----- The data

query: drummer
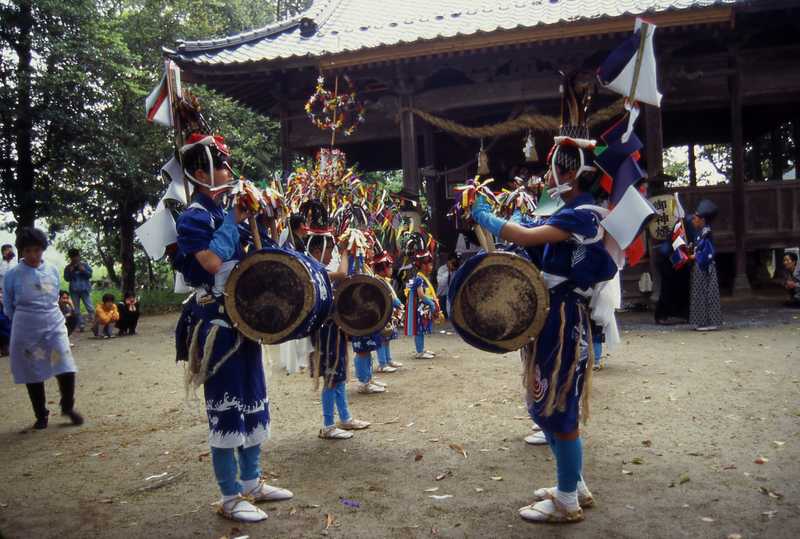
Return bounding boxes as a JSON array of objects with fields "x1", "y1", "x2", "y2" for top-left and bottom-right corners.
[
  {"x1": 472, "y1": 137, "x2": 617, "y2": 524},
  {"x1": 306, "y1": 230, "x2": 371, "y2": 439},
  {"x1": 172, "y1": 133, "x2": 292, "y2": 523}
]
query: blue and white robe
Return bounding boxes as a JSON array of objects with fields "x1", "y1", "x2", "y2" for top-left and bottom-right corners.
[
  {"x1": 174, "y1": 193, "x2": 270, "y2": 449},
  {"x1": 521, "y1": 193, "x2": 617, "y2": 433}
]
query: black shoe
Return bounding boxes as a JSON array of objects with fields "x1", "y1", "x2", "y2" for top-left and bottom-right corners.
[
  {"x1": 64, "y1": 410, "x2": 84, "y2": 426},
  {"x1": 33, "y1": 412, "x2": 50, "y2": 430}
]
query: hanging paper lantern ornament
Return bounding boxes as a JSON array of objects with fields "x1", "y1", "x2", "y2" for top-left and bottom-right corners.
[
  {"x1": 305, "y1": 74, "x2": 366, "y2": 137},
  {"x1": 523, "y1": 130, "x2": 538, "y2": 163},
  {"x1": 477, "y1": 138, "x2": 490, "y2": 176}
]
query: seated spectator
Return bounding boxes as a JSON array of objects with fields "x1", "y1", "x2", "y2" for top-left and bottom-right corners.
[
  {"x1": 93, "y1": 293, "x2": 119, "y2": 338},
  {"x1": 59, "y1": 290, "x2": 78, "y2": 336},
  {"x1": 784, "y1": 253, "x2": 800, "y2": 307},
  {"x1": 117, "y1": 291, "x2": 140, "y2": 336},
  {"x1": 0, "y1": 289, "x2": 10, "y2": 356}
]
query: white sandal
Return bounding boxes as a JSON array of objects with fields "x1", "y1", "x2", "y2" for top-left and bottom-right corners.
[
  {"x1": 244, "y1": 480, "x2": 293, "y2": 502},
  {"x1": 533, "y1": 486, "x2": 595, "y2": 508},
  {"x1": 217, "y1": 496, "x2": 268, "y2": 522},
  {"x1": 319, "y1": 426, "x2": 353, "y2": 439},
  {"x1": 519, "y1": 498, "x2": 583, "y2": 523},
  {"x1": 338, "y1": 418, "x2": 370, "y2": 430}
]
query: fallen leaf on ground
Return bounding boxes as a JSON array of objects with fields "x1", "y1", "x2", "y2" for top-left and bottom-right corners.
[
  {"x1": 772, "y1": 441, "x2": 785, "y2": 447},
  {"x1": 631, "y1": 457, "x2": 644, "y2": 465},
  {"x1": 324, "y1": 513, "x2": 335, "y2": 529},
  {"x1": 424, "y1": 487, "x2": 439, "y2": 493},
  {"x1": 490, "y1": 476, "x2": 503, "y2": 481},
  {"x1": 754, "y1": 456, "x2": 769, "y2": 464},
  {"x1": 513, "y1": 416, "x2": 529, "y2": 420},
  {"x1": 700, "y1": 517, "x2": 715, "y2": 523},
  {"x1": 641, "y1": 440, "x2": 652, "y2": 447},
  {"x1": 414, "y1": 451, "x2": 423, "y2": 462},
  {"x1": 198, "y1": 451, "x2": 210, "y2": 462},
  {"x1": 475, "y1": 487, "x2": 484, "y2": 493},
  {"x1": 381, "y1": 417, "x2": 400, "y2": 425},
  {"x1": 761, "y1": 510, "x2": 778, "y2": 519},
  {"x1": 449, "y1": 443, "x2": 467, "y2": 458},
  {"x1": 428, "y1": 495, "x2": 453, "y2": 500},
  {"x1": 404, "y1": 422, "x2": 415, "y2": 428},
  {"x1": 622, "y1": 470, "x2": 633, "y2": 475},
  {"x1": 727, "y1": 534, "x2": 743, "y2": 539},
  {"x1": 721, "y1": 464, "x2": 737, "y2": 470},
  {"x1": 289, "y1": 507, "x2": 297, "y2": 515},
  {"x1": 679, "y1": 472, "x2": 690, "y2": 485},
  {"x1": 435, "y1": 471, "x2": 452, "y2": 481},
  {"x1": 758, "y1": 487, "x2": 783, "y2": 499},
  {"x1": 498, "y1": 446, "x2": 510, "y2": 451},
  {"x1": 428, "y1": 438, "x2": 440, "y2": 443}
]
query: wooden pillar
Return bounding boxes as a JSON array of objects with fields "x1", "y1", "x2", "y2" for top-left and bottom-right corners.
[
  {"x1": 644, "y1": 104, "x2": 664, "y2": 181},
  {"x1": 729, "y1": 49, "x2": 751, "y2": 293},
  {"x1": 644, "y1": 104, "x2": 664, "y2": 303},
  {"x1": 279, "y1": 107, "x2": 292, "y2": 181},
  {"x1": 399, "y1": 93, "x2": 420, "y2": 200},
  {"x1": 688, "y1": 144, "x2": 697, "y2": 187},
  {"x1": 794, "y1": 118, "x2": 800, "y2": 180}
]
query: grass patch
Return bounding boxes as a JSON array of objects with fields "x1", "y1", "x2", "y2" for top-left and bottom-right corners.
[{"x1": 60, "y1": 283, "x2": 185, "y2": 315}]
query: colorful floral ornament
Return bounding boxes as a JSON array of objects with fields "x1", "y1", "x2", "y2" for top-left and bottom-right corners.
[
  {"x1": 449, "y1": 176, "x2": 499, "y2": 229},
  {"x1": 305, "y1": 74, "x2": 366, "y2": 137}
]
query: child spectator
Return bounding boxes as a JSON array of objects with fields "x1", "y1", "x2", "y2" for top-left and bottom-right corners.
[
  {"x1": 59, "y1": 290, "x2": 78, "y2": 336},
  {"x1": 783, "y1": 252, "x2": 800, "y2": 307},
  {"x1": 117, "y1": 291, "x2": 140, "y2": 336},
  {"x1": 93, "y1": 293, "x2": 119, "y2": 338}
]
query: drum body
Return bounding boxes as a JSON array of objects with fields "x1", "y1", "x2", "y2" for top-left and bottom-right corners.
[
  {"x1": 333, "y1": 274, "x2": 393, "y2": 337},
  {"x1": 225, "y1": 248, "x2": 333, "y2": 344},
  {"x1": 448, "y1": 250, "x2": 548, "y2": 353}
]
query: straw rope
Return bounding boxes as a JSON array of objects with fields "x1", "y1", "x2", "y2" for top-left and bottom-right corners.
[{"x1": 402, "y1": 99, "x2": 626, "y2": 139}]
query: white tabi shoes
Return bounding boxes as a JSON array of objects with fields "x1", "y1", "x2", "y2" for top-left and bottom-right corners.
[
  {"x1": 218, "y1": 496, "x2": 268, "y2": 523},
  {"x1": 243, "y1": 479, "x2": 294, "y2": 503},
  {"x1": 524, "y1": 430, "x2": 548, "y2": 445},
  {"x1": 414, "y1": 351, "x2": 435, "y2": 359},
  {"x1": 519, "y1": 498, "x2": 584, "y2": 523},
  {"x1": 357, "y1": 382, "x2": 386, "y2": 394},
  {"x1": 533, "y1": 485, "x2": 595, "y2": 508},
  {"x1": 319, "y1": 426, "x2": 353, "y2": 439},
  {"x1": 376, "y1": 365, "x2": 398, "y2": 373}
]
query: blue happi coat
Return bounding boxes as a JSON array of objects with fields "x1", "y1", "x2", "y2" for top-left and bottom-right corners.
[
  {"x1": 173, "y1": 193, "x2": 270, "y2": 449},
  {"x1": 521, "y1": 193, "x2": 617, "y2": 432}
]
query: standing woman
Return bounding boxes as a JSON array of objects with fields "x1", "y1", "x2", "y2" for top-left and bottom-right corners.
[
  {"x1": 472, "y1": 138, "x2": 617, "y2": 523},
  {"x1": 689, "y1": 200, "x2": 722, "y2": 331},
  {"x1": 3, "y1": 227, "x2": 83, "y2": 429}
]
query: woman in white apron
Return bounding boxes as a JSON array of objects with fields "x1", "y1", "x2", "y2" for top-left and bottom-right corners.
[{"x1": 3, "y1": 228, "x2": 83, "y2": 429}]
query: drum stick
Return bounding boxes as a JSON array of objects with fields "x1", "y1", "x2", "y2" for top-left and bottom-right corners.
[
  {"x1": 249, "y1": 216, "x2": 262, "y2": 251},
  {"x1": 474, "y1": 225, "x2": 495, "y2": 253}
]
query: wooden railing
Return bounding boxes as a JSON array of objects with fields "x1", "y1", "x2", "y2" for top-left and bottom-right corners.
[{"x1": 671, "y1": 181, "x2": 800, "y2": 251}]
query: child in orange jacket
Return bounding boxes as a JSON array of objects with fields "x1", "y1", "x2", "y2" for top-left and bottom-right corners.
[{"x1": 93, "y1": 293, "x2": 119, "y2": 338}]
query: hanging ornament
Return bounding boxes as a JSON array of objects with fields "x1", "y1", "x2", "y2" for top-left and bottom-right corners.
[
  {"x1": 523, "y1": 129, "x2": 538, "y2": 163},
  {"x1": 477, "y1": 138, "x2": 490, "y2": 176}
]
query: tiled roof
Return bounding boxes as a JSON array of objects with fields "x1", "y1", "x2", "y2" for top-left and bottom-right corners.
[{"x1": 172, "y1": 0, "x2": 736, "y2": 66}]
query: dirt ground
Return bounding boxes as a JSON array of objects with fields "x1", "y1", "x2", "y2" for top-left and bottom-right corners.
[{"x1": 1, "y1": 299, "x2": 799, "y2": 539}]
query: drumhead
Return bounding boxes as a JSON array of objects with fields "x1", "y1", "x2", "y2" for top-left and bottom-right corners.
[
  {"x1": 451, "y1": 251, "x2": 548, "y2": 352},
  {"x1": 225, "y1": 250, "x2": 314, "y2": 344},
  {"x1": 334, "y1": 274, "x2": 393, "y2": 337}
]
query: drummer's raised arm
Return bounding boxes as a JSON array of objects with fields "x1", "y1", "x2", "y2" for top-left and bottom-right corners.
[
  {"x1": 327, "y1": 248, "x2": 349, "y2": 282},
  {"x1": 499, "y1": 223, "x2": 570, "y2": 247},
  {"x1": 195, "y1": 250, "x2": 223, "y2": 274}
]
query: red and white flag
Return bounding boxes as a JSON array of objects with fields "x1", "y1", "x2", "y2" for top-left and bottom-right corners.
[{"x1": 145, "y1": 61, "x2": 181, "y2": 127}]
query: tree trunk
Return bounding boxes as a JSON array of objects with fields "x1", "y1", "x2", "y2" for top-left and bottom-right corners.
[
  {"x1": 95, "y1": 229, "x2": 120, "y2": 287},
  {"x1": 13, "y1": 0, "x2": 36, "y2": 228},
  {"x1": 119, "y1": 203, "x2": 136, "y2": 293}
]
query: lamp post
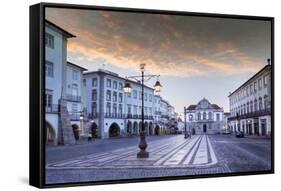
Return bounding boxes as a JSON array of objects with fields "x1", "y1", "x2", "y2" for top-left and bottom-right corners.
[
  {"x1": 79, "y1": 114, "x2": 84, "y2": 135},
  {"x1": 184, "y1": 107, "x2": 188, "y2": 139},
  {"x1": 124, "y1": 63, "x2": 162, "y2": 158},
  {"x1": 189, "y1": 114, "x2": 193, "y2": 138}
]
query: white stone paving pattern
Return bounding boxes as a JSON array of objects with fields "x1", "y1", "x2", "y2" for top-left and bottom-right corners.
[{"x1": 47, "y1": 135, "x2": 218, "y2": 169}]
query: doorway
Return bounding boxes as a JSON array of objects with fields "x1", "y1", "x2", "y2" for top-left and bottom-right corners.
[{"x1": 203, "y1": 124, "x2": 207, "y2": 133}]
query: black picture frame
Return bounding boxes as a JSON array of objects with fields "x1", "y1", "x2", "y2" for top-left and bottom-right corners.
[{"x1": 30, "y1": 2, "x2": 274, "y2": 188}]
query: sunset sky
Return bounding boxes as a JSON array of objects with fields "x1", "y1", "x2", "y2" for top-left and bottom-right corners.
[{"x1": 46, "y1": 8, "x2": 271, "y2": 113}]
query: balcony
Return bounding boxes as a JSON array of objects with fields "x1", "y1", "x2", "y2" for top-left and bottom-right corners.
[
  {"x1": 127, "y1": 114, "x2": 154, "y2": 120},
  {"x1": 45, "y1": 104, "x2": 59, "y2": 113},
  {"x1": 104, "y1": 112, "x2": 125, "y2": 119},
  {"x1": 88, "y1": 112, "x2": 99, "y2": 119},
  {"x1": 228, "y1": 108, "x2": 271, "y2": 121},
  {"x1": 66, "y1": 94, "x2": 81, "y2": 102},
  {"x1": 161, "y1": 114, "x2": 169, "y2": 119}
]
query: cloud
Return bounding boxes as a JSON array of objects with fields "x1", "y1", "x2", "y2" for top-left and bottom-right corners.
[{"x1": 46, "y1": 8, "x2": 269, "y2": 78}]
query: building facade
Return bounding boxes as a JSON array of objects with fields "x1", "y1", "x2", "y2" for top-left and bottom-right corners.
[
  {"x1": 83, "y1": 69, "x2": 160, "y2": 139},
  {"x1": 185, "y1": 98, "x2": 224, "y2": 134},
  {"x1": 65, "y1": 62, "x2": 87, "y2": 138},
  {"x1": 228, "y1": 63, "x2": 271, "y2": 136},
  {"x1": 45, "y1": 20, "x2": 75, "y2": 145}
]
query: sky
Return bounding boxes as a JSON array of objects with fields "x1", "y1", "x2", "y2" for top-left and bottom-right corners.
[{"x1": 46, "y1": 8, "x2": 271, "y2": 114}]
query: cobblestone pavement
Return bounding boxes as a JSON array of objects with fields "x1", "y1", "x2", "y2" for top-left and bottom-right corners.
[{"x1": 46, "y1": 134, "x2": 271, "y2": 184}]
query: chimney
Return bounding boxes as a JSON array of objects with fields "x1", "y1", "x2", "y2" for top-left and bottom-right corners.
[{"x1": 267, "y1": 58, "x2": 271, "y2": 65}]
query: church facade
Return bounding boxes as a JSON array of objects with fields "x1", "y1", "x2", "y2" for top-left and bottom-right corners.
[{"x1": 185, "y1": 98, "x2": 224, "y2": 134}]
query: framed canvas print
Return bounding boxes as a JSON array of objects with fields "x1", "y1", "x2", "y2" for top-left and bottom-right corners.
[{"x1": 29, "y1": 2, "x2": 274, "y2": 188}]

----------

The task =>
Working from the entries above, reproduce exactly and only the lines beginning with the line that has "query: lamp post" and ending with the line that has "query: balcony"; omit all pictures.

Answer to this exercise =>
query: lamp post
Return bounding boxes as a JSON array of objects with fields "x1", "y1", "x2", "y2" for top-left and bottom-right corners.
[
  {"x1": 79, "y1": 114, "x2": 84, "y2": 135},
  {"x1": 184, "y1": 107, "x2": 188, "y2": 139},
  {"x1": 124, "y1": 63, "x2": 162, "y2": 158},
  {"x1": 189, "y1": 114, "x2": 193, "y2": 138}
]
query: white stone paving pattern
Return bounding boxes as a JSON array of objects with fields "x1", "y1", "x2", "y2" for top-left and bottom-right corners.
[{"x1": 47, "y1": 135, "x2": 218, "y2": 169}]
query: doorway
Return bounding boxes as a JSON array of objects with fields "x1", "y1", "x2", "y2" for top-left and bottom-right corners.
[{"x1": 203, "y1": 124, "x2": 207, "y2": 133}]
query: black picture frame
Return bounding boxes as a JSON array of objects with fields "x1", "y1", "x2", "y2" for top-left and bottom-right corners.
[{"x1": 30, "y1": 2, "x2": 274, "y2": 188}]
query: sunset sky
Return bounding boxes as a JSON array of objects with fields "x1", "y1", "x2", "y2" for top-left and bottom-right corners.
[{"x1": 46, "y1": 8, "x2": 271, "y2": 113}]
query: balcony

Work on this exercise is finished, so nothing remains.